PAGE EXTRACT:
Sequestered Emails, Confidential Interviews Helped Investigation of VP, Board Member

When an employee told Chief Compliance Officer Donnetta Horseman that the vice president (VP) of the quality department was falsifying data reported to Leapfrog—a quality ratings organization—she set in motion a sensitive investigation. The complaint was significant because quality ratings are “reported and celebrated widely” and used in marketing materials and contract negotiations with payers, said Horseman, now chief compliance officer at Moffitt Cancer Center in Florida, who was describing an event at a previous employer. The fact that a senior executive was under suspicion added another dimension.

Investigating leaders and board members is particularly stressful and challenging because “they exert significant influence and authority over the organization,” Horseman said at the Health Care Compliance Association’s Compliance Institute April 24.[1] There’s also “the need to ensure complete and total confidentiality and keep the circle of knowledge about the investigation extremely small.”

WHAT YOU WILL DO:
- a) Answer these questions from the article on the compliance investigation of a vice president:
(i) To what organization was the vice president accused of reporting falsified data?
(ii) Where does Horseman now work as chief compliance officer?
(iii) On what date did Horseman speak at the Compliance Institute?
- b) Continue the article on the compliance investigation of a vice president, starting after its last sentence.
None of the tasks need the region pointing data.

[Region pointing data]
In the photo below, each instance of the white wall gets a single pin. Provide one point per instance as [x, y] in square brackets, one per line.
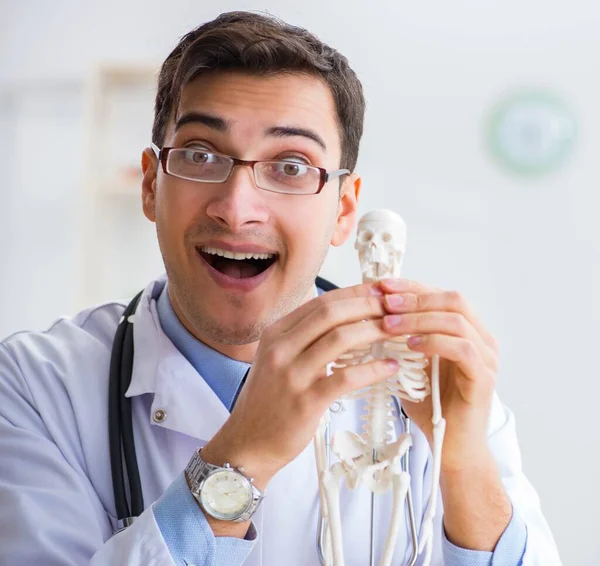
[524, 252]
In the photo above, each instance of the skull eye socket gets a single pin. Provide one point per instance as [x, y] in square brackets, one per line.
[366, 237]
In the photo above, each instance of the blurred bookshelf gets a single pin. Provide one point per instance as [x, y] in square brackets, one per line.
[119, 248]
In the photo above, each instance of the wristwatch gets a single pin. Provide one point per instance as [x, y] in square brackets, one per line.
[225, 493]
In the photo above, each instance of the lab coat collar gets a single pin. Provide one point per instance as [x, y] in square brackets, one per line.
[190, 405]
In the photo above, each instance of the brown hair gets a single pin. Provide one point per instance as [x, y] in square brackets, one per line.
[264, 45]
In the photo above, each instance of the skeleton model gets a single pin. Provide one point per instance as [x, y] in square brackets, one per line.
[373, 457]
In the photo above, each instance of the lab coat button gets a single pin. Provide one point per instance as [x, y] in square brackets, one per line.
[159, 416]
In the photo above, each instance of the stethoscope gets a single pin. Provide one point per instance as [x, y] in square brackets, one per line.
[122, 443]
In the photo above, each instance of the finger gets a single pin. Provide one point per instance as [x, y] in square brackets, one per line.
[461, 351]
[405, 286]
[329, 315]
[446, 323]
[352, 378]
[363, 290]
[338, 341]
[450, 301]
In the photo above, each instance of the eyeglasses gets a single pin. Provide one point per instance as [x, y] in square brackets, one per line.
[278, 176]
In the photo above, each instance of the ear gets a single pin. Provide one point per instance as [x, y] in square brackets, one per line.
[149, 169]
[346, 216]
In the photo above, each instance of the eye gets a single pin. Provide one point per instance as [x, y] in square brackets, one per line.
[199, 156]
[291, 168]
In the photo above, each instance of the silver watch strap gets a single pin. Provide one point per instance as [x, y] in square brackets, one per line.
[198, 470]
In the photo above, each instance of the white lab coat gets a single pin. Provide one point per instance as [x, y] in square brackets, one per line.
[56, 498]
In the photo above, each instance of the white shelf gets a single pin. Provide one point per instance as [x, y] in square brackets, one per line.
[119, 248]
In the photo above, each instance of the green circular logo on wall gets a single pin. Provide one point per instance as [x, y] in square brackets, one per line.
[531, 132]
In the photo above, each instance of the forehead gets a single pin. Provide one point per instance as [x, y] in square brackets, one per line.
[251, 103]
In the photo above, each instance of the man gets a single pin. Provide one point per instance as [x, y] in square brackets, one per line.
[242, 242]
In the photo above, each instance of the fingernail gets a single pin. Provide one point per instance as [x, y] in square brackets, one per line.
[394, 300]
[393, 319]
[395, 284]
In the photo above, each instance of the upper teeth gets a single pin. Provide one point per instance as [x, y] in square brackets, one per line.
[236, 255]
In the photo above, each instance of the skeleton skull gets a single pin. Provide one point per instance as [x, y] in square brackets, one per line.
[381, 242]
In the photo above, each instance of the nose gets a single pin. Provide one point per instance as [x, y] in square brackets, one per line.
[238, 202]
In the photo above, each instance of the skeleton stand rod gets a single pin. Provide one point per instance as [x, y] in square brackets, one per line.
[378, 277]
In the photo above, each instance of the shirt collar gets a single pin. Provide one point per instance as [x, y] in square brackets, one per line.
[222, 373]
[153, 349]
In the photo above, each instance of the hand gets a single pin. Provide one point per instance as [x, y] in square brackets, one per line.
[287, 390]
[443, 323]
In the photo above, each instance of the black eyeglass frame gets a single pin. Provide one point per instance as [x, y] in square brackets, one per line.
[325, 176]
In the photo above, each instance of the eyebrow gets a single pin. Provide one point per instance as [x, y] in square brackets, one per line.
[291, 131]
[209, 120]
[222, 125]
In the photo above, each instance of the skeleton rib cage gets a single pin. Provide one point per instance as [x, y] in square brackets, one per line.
[373, 457]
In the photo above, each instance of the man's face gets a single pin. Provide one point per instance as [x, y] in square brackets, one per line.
[229, 301]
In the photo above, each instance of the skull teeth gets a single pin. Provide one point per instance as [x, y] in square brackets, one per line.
[235, 255]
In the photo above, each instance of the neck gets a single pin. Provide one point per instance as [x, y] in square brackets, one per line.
[240, 352]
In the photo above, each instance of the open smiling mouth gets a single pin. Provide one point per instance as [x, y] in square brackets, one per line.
[237, 265]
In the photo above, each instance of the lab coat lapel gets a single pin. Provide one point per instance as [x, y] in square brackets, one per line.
[190, 405]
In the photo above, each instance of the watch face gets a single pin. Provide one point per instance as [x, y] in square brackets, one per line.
[226, 494]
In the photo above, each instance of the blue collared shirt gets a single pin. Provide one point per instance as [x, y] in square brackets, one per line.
[185, 528]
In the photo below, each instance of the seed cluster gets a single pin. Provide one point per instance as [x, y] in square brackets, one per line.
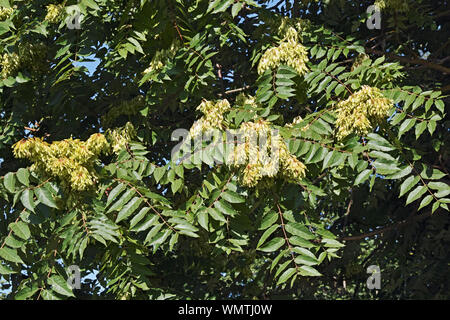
[162, 56]
[29, 56]
[212, 116]
[120, 137]
[362, 111]
[5, 13]
[290, 52]
[70, 160]
[54, 13]
[359, 60]
[129, 107]
[264, 158]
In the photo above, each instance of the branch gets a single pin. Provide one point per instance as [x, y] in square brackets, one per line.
[425, 63]
[385, 229]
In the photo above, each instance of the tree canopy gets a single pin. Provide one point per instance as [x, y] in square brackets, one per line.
[181, 149]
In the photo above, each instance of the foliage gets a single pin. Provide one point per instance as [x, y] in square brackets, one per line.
[88, 177]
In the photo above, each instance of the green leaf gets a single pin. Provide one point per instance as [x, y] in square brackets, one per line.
[129, 209]
[216, 214]
[408, 184]
[45, 197]
[269, 219]
[305, 260]
[21, 230]
[23, 175]
[272, 245]
[27, 199]
[26, 292]
[203, 219]
[300, 230]
[232, 197]
[363, 176]
[115, 192]
[425, 201]
[59, 285]
[10, 182]
[225, 208]
[286, 275]
[266, 235]
[297, 241]
[10, 255]
[309, 271]
[121, 202]
[416, 194]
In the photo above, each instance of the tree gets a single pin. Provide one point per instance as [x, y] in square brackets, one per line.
[313, 148]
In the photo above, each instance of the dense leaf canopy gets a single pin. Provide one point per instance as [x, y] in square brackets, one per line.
[97, 95]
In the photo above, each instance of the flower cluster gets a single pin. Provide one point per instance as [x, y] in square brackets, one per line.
[359, 60]
[161, 57]
[362, 111]
[398, 5]
[290, 52]
[54, 13]
[71, 160]
[262, 154]
[5, 13]
[31, 56]
[212, 116]
[129, 107]
[242, 100]
[121, 137]
[10, 64]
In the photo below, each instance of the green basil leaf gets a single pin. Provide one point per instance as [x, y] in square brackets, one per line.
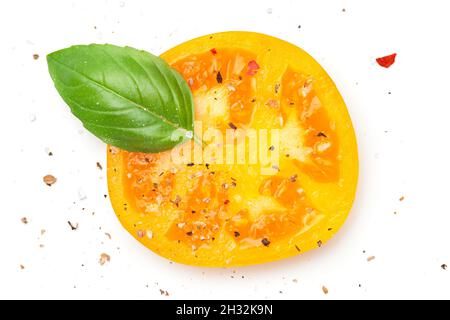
[128, 98]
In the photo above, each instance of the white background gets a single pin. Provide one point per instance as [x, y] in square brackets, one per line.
[403, 145]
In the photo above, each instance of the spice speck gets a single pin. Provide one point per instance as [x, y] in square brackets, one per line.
[104, 258]
[49, 180]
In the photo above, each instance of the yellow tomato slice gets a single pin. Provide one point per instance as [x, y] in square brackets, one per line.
[216, 213]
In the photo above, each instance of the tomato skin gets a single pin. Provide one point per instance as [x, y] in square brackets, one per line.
[330, 190]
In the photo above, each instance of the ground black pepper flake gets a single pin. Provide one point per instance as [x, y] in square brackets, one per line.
[73, 226]
[265, 242]
[219, 77]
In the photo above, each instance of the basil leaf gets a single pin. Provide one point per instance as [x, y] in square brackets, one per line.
[128, 98]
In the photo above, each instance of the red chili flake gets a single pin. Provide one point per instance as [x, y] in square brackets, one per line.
[265, 242]
[253, 66]
[219, 77]
[387, 61]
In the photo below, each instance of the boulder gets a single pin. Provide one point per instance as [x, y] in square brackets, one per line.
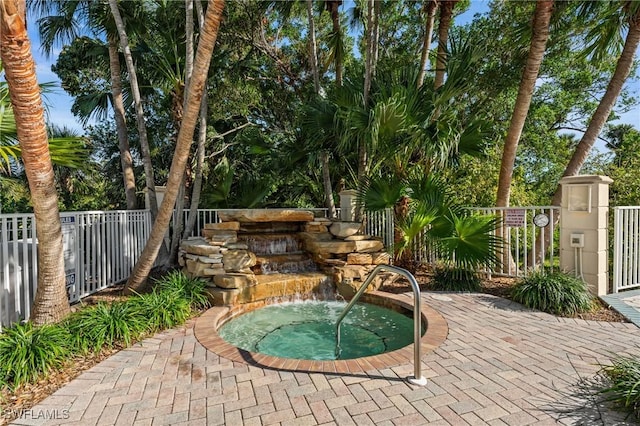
[368, 246]
[380, 258]
[234, 280]
[198, 246]
[236, 260]
[345, 229]
[266, 215]
[334, 246]
[359, 259]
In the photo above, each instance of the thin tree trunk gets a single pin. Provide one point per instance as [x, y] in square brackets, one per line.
[432, 6]
[334, 7]
[540, 26]
[126, 159]
[600, 116]
[51, 303]
[204, 52]
[202, 139]
[326, 181]
[446, 15]
[313, 47]
[140, 119]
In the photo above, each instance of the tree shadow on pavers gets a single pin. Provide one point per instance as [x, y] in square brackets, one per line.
[584, 404]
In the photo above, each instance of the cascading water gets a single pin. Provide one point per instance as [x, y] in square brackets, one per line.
[278, 253]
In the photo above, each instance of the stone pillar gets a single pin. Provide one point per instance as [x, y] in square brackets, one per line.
[584, 223]
[160, 190]
[348, 205]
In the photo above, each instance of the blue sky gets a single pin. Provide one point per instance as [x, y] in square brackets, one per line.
[59, 104]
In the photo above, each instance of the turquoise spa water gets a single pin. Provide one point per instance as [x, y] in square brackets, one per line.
[306, 330]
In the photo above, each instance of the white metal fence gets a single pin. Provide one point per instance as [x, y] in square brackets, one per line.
[100, 249]
[626, 248]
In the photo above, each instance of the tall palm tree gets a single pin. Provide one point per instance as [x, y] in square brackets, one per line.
[197, 84]
[446, 17]
[51, 303]
[540, 27]
[137, 98]
[59, 25]
[430, 8]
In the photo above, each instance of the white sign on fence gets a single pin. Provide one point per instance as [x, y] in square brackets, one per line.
[515, 218]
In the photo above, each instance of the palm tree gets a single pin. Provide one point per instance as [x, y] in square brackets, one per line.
[137, 98]
[204, 52]
[59, 25]
[430, 8]
[51, 303]
[540, 27]
[446, 16]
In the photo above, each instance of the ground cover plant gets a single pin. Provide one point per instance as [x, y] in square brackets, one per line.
[553, 292]
[622, 384]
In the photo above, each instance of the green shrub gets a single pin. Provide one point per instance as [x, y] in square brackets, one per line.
[106, 325]
[623, 384]
[557, 293]
[191, 289]
[447, 278]
[27, 352]
[162, 309]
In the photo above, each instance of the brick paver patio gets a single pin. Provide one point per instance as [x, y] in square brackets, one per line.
[500, 365]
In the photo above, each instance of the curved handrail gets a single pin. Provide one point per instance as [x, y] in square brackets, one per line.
[418, 379]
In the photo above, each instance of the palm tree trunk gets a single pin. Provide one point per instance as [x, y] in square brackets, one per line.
[540, 26]
[313, 47]
[600, 116]
[333, 7]
[446, 16]
[326, 182]
[202, 139]
[126, 160]
[432, 6]
[140, 120]
[51, 303]
[204, 52]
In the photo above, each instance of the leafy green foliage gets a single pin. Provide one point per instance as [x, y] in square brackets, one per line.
[161, 309]
[623, 384]
[448, 278]
[557, 293]
[192, 290]
[27, 352]
[118, 323]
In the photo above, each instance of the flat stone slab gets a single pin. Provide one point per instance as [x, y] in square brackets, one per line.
[266, 215]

SOLVED TASKS:
- a)
(i) Leapfrog, a quality ratings organization
(ii) Moffitt Cancer Center in Florida
(iii) April 24

- b)
After receiving the false-data allegation directly from an employee of the hospital’s quality department, Horseman’s first step was to notify the CEO and chief legal officer, partly to cloak the investigation in attorney-client privilege. She also informed the chief medical officer (CMO) because the VP of quality reported directly to the CMO. Before getting any deeper into the investigation, Horseman asked IT to sequester the VP’s network files and emails without letting the VP know. Then Horseman created an investigation plan.

“We interviewed team members and found there was intentional falsification on Excel spreadsheets and Power Points presented internally in meetings and entered into websites,” Horseman said. All interviews were documented, something she recommends in real time. “Contemporaneous documentation is important because you will forget things,” she noted. “Depending on who you are interviewing, you may want to have a witness participate.” IT also sequestered the minutes of all meetings where the false quality ratings were discussed to ensure the VP couldn’t access them.